> _Written problem 1_
Return each line of the listing that contains the word "white".

> _Extract to read_

Question

The area of the triangle whose vertices are $( i, \omega, \omega^2 )$ is (Where $\omega$ is a complex cube root of unity other than 1, $i$ is an imaginary number)________ sq.units

• A. $\left(\frac{3\sqrt{3}}{4}\right)$
• B. $\left(\frac{\sqrt{3}}{2}\right)$
• C. $\left(\frac{3\sqrt{3}}{2}\right)$
• D. \(\frac{\sqrt{3}}{4}\)

Hint:

$\omega$ and $\omega^2$ always lie on the unit circle with a $120^{\circ}$ angle between them.

Answer 1

The Correct Option is A

Step 1: Identify Coordinates
Vertices in $(\text{Re}, \text{Im})$ form:
$z_1 = i \rightarrow (0, 1)$
$z_2 = \omega = -\frac{1}{2} + i\frac{\sqrt{3}}{2} \rightarrow \left(-\frac{1}{2}, \frac{\sqrt{3}}{2}\right)$
$z_3 = \omega^2 = -\frac{1}{2} - i\frac{\sqrt{3}}{2} \rightarrow \left(-\frac{1}{2}, -\frac{\sqrt{3}}{2}\right)$.

Step 2: Area Formula
\[ \text{Area} = \frac{1}{2} \left| x_1(y_2 - y_3) + x_2(y_3 - y_1) + x_3(y_1 - y_2) \right| \]

Step 3: Calculation
\[ \text{Area} = \frac{1}{2} \left| 0 + \left(-\frac{1}{2}\right)\left(-\frac{\sqrt{3}}{2} - 1\right) + \left(-\frac{1}{2}\right)\left(1 - \frac{\sqrt{3}}{2}\right) \right| \] \[ = \frac{1}{2} \left| \frac{\sqrt{3}}{4} + \frac{1}{2} - \frac{1}{2} + \frac{\sqrt{3}}{4} \right| = \frac{1}{2} \left| \frac{2\sqrt{3}}{4} \right| = \frac{\sqrt{3}}{4} \]
Final Answer: (A)

> _Written problem 2_
Set down the triangle-area problem above word for word, everything from "Step 1: Identify" down to "Final Answer: (A)".

> _Raw records_
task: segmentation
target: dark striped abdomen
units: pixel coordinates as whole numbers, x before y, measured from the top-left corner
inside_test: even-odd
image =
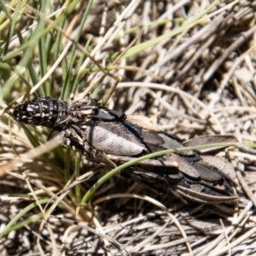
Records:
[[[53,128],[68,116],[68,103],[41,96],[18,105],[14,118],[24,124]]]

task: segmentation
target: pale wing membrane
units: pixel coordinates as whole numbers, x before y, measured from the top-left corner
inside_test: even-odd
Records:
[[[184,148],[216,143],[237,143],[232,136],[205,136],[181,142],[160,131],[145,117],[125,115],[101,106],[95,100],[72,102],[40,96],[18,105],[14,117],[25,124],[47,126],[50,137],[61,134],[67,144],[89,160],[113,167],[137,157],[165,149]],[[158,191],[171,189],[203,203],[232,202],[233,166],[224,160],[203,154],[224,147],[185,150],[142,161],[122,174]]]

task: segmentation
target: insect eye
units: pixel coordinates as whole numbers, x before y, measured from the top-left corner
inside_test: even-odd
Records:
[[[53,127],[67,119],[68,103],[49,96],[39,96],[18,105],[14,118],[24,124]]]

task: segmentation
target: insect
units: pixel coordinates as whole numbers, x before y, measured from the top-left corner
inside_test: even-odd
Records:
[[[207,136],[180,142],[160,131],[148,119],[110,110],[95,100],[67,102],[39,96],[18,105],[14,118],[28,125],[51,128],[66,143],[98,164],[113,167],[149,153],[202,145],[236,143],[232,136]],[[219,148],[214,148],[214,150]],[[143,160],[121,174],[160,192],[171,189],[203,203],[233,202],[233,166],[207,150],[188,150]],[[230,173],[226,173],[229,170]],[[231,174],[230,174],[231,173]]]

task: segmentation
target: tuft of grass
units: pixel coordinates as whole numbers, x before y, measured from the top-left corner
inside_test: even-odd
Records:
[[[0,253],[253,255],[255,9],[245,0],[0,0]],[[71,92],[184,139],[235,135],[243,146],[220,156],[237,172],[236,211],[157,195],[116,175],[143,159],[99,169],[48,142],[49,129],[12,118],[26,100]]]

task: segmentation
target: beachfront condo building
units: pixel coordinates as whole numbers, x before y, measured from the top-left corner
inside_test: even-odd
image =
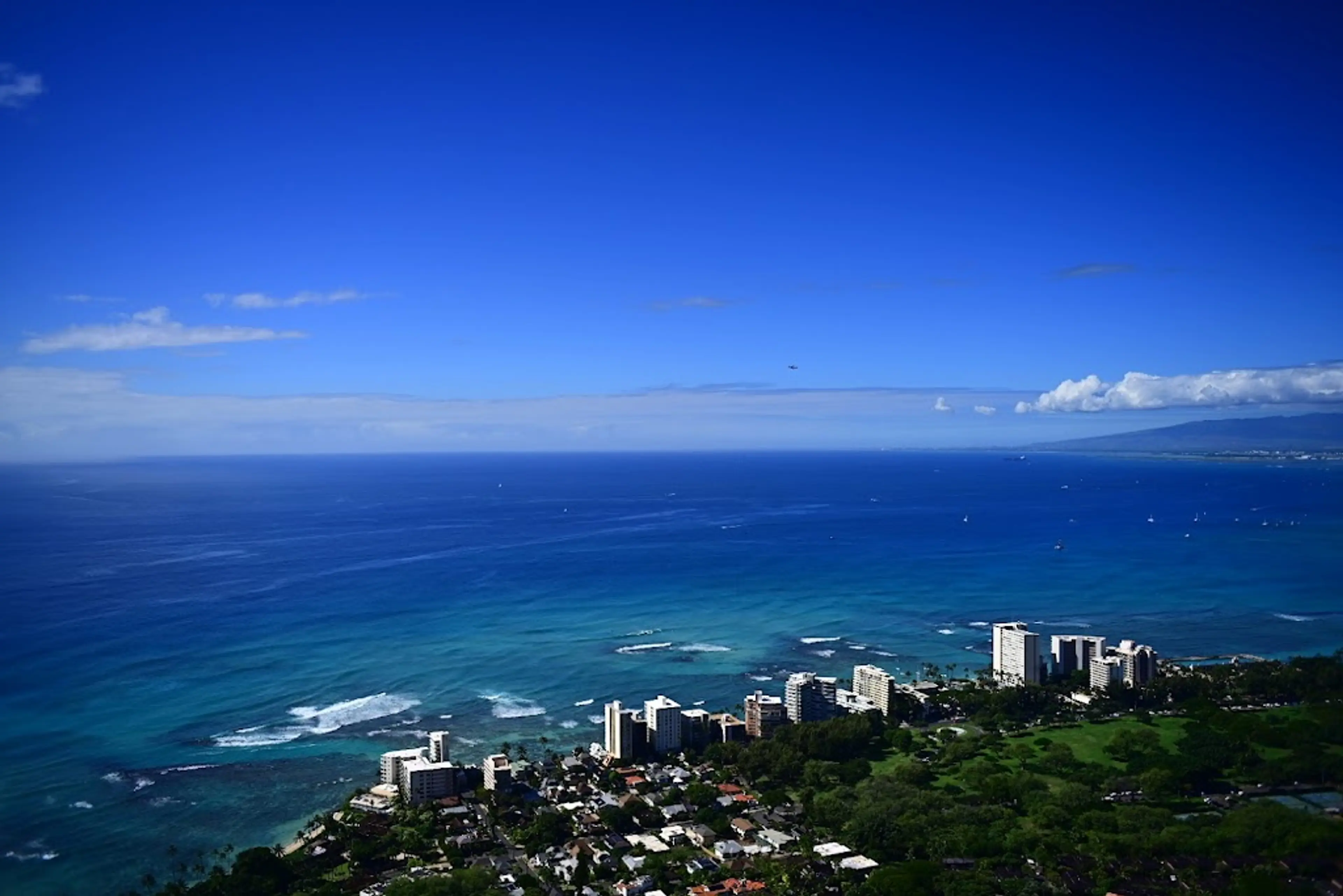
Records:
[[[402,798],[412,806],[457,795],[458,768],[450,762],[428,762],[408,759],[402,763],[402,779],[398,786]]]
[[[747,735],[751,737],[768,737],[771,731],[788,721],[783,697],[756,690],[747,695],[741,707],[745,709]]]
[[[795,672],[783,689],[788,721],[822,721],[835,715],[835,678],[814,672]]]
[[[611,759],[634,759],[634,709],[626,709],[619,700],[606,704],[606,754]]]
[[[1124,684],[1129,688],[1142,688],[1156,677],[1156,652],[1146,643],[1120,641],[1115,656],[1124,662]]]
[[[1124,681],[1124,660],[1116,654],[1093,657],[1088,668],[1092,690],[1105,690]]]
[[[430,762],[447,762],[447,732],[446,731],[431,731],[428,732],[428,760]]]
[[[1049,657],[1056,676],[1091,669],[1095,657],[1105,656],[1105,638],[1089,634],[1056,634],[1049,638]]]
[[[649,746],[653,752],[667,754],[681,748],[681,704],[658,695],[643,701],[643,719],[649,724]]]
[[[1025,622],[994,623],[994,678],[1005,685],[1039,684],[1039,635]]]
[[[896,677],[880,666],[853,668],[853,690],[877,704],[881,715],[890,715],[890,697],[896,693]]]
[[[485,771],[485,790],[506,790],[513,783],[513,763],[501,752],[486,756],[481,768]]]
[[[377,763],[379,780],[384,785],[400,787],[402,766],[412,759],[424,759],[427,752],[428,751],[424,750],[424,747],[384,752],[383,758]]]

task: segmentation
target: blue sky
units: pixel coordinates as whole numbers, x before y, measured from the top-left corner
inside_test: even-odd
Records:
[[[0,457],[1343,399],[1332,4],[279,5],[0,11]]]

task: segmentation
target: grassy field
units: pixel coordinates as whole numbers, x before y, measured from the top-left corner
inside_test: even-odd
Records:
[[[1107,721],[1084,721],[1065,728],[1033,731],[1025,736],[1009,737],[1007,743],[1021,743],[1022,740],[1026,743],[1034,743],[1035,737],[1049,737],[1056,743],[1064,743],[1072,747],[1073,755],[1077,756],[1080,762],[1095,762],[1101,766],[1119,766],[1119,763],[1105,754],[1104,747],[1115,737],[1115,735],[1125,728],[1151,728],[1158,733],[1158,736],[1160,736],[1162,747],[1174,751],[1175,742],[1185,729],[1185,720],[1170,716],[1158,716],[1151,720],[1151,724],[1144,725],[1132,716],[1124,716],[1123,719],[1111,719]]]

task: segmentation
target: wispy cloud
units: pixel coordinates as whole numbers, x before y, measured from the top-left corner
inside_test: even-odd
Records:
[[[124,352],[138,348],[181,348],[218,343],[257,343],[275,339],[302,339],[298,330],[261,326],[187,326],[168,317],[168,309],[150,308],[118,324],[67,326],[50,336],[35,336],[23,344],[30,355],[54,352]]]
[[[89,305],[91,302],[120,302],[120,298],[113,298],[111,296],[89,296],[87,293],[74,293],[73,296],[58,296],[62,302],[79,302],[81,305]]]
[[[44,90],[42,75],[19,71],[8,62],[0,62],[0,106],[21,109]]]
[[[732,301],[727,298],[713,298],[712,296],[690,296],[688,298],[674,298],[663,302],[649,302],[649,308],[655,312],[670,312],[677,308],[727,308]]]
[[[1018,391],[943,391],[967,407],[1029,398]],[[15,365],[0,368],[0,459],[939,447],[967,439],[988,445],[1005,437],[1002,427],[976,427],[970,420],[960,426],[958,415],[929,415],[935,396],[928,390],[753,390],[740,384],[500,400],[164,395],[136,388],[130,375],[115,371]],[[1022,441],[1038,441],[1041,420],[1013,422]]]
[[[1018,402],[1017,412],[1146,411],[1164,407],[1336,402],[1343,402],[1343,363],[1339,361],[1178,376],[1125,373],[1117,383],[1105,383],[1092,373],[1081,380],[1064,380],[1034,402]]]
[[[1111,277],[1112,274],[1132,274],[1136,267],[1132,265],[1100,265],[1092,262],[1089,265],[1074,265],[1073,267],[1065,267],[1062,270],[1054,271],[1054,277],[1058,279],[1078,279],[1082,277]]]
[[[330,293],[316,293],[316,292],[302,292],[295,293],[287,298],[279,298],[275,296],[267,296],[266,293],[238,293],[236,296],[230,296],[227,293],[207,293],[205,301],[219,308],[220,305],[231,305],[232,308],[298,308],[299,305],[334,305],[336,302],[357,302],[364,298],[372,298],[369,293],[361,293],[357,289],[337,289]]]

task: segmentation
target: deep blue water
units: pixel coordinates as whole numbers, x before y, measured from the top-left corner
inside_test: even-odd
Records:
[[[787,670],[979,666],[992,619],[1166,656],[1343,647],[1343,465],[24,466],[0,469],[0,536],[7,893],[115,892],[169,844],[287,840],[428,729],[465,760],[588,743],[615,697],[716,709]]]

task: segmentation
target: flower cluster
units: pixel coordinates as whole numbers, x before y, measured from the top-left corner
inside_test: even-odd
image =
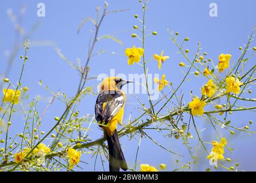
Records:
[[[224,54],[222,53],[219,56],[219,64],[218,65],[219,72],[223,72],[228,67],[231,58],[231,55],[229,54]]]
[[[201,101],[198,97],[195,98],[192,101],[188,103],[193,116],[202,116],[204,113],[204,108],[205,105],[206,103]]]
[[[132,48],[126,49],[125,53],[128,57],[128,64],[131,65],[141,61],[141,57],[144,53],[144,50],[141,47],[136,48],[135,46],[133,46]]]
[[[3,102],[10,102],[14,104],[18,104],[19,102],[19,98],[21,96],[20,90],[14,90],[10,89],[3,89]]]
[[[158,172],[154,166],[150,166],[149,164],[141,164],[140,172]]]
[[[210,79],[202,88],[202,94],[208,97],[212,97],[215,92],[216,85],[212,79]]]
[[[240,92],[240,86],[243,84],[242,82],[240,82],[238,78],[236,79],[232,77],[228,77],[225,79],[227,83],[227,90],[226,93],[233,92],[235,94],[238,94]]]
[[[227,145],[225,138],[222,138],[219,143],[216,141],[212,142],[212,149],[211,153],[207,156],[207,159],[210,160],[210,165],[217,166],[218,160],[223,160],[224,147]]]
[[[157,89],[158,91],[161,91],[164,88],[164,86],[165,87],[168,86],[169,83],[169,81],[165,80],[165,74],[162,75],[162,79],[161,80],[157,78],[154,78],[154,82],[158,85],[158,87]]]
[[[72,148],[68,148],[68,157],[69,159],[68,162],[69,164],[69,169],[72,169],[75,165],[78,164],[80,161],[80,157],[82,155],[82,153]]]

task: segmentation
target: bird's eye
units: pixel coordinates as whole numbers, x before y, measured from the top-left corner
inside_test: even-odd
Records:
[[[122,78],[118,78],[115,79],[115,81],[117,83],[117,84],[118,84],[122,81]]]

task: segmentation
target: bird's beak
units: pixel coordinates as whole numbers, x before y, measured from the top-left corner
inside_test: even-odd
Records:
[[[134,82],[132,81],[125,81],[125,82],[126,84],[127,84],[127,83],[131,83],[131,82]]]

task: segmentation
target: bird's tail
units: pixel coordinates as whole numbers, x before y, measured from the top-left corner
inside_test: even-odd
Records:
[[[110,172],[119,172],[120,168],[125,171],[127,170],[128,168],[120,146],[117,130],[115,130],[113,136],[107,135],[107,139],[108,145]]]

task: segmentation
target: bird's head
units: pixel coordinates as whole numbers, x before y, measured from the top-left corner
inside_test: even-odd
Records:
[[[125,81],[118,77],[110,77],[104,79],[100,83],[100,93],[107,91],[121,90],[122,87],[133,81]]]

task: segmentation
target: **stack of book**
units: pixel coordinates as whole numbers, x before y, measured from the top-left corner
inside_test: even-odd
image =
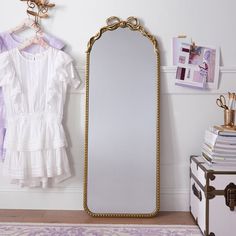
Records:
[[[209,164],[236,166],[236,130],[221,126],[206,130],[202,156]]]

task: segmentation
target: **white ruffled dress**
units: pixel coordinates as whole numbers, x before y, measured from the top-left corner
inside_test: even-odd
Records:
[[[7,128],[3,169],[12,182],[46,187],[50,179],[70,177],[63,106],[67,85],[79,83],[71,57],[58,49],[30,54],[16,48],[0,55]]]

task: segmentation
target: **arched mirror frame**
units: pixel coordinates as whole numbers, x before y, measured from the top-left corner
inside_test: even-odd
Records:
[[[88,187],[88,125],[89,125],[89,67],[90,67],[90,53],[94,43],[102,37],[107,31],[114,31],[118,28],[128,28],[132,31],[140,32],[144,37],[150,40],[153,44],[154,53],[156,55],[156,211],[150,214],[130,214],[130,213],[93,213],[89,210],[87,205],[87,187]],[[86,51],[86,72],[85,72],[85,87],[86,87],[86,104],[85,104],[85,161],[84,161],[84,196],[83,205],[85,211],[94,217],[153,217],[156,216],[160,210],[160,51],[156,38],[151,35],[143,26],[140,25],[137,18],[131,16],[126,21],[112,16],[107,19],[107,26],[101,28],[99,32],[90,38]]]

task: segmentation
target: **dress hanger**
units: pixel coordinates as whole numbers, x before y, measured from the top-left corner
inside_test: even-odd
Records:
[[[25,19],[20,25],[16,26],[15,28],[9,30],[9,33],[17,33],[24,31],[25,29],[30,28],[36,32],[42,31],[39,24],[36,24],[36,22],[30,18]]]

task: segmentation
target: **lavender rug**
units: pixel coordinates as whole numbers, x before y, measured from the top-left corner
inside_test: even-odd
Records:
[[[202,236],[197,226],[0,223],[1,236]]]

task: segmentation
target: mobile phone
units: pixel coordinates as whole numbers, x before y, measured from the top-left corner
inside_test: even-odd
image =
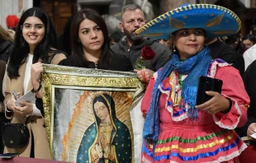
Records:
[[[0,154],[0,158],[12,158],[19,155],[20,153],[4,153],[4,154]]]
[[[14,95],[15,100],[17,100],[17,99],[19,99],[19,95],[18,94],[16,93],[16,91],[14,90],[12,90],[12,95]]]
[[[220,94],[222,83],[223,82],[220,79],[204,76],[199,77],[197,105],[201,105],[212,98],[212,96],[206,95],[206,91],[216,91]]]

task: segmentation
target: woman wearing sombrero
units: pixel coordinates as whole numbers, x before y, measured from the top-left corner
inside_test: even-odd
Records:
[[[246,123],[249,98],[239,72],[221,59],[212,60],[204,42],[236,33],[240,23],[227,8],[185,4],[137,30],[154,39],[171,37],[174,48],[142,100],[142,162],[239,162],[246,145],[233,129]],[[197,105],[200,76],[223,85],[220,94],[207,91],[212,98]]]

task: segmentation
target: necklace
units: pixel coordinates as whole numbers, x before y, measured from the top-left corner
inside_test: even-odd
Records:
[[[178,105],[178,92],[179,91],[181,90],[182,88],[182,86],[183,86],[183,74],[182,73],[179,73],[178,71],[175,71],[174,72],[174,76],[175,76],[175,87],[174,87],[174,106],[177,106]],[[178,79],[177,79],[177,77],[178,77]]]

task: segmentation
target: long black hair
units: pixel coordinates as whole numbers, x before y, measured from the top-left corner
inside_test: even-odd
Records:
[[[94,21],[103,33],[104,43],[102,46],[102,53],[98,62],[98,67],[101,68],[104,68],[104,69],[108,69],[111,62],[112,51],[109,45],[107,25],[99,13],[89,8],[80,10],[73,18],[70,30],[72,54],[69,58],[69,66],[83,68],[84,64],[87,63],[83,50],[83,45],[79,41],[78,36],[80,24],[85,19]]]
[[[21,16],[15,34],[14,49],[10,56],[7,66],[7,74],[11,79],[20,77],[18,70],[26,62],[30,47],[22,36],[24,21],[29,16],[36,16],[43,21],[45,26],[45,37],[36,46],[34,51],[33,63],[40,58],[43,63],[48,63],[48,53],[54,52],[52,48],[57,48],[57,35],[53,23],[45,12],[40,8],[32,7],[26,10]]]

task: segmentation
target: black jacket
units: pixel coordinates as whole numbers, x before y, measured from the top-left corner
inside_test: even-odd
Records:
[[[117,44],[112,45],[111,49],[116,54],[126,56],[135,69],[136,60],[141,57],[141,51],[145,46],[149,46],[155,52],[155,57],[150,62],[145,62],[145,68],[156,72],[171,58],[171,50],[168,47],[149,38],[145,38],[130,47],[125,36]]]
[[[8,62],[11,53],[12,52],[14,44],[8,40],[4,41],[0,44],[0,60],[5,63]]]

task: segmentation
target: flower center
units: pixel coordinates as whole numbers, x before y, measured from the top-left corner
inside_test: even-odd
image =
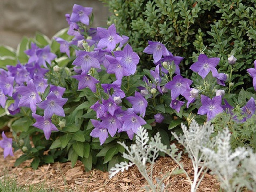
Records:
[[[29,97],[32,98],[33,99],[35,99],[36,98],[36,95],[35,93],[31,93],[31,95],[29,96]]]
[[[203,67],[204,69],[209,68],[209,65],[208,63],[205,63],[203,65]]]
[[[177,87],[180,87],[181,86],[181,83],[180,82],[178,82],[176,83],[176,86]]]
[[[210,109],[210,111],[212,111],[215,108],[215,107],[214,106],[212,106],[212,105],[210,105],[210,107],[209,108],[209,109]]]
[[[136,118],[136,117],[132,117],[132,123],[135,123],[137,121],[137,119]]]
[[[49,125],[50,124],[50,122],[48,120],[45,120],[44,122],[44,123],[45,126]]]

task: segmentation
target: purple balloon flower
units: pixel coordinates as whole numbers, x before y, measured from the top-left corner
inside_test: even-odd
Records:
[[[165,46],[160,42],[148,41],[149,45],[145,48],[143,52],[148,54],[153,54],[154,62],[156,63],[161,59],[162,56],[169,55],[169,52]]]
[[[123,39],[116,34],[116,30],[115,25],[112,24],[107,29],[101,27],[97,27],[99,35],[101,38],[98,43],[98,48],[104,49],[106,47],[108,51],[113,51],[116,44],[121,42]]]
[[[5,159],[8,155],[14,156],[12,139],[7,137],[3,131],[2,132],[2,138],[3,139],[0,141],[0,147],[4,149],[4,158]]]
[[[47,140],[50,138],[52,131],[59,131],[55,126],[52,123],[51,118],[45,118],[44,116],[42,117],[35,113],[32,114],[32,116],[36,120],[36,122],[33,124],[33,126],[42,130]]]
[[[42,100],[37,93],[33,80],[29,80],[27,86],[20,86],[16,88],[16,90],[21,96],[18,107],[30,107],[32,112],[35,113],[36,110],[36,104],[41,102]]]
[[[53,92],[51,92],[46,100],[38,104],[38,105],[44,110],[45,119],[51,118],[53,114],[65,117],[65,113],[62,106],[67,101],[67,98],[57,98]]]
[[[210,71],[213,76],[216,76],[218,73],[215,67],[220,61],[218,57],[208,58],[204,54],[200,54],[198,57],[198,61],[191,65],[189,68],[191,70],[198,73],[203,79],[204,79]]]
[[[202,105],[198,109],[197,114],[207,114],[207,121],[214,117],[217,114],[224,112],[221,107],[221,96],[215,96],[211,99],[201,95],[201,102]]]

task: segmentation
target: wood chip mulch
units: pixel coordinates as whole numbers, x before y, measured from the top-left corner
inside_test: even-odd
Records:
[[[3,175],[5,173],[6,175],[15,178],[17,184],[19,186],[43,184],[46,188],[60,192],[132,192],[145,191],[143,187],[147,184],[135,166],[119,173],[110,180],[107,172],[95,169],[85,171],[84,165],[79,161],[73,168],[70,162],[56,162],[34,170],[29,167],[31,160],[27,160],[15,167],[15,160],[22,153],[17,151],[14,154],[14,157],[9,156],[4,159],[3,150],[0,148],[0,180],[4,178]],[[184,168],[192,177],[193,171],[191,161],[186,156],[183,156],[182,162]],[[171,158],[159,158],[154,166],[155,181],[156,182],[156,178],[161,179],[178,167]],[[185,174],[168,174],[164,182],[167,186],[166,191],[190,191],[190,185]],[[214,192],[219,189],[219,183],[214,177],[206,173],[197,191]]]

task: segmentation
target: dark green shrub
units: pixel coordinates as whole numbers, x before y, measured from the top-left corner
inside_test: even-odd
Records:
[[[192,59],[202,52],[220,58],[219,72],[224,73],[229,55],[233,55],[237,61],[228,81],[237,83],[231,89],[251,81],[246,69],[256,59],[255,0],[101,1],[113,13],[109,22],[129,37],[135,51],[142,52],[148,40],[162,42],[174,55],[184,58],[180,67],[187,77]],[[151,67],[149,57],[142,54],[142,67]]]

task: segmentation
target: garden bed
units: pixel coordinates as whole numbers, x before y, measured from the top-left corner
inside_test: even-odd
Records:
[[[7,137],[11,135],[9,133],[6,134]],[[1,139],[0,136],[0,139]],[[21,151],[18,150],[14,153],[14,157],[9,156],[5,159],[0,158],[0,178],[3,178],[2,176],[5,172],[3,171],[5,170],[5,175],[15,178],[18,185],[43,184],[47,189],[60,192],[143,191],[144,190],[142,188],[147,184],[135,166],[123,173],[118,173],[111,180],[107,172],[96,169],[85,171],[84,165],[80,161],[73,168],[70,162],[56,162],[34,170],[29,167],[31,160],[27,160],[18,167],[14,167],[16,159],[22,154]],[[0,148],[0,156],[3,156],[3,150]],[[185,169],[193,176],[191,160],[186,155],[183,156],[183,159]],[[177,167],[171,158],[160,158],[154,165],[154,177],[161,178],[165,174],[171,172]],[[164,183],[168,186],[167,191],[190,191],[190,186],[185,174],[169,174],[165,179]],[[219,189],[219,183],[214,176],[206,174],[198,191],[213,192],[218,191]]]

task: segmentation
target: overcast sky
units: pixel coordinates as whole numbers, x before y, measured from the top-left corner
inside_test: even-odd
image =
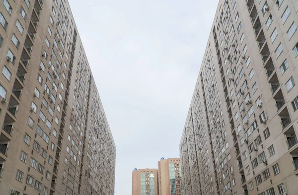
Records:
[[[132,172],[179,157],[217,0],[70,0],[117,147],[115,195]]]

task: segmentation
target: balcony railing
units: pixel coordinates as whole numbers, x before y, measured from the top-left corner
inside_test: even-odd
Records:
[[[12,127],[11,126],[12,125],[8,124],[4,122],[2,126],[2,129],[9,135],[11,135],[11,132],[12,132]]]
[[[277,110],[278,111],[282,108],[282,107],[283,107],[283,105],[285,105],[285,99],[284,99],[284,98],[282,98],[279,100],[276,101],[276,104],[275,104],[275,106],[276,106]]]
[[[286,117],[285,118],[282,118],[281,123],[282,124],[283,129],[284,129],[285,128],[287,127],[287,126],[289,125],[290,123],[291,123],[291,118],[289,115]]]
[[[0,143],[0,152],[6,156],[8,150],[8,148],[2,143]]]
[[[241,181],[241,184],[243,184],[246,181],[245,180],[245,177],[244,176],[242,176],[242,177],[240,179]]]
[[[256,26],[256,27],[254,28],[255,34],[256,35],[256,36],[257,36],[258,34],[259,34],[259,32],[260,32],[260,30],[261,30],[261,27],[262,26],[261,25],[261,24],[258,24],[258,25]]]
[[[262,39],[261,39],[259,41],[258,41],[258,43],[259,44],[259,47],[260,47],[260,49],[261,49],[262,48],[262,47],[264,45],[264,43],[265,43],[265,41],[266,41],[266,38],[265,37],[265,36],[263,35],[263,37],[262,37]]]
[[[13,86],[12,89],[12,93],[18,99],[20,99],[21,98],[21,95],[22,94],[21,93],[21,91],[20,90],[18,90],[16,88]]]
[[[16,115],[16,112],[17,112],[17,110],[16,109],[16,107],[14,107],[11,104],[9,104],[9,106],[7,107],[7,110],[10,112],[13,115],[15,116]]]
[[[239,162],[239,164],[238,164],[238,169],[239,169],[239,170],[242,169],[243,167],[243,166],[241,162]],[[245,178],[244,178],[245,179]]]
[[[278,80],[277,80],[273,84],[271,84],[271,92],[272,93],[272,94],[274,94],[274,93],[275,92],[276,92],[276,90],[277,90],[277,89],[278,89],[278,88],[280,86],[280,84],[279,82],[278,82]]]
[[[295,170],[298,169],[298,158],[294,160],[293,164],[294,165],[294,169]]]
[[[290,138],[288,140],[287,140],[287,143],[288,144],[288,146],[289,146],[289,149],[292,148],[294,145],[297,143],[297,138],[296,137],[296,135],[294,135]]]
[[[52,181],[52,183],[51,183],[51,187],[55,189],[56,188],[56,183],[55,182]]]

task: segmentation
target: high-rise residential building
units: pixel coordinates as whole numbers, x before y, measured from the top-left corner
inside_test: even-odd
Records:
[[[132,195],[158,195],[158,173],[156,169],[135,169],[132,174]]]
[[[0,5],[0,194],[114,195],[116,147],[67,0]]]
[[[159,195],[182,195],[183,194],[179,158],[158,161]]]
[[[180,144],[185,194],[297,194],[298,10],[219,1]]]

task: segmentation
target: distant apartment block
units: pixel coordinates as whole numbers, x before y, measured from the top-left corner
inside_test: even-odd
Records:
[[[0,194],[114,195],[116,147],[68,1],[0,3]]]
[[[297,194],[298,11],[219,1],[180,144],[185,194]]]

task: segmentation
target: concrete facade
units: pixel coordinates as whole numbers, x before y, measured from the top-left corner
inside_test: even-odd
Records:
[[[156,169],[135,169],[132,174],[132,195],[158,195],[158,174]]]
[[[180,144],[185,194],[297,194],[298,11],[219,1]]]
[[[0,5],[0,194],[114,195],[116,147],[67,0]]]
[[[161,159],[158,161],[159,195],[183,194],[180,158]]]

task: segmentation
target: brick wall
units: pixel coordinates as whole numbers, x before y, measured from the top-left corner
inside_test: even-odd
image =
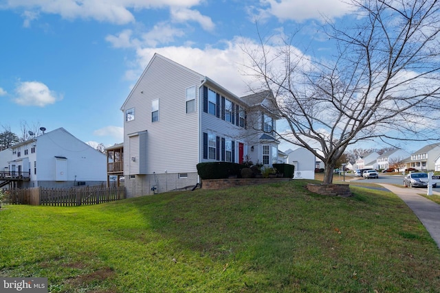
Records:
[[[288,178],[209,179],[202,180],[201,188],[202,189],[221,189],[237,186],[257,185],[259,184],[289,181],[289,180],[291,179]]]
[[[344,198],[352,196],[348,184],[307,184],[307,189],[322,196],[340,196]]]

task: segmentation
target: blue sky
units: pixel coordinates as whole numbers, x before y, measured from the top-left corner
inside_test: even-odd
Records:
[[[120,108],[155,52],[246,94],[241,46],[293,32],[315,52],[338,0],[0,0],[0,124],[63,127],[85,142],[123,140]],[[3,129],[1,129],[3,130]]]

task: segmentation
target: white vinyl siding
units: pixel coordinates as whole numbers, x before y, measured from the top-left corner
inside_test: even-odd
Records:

> _Worked solution 1_
target: **white ruffled dress**
target: white vinyl siding

> _Worked solution 2_
Step 1: Identify Coordinates
Vertices in $(\text{Re}, \text{Im})$ form:
$z_1 = i \rightarrow (0, 1)$
$z_2 = \omega = -\frac{1}{2} + i\frac{\sqrt{3}}{2} \rightarrow \left(-\frac{1}{2}, \frac{\sqrt{3}}{2}\right)$
$z_3 = \omega^2 = -\frac{1}{2} - i\frac{\sqrt{3}}{2} \rightarrow \left(-\frac{1}{2}, -\frac{\sqrt{3}}{2}\right)$.

Step 2: Area Formula
\[ \text{Area} = \frac{1}{2} \left| x_1(y_2 - y_3) + x_2(y_3 - y_1) + x_3(y_1 - y_2) \right| \]

Step 3: Calculation
\[ \text{Area} = \frac{1}{2} \left| 0 + \left(-\frac{1}{2}\right)\left(-\frac{\sqrt{3}}{2} - 1\right) + \left(-\frac{1}{2}\right)\left(1 - \frac{\sqrt{3}}{2}\right) \right| \] \[ = \frac{1}{2} \left| \frac{\sqrt{3}}{4} + \frac{1}{2} - \frac{1}{2} + \frac{\sqrt{3}}{4} \right| = \frac{1}{2} \left| \frac{2\sqrt{3}}{4} \right| = \frac{\sqrt{3}}{4} \]
Final Answer: (A)